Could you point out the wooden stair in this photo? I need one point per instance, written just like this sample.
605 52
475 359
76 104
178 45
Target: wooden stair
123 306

================================

Reproduce every line of the listing above word for word, with nothing changed or left out.

Could you point out the wooden stair in this photo? I need one point per instance, written just like this sample.
605 52
475 359
76 104
178 45
Target: wooden stair
123 306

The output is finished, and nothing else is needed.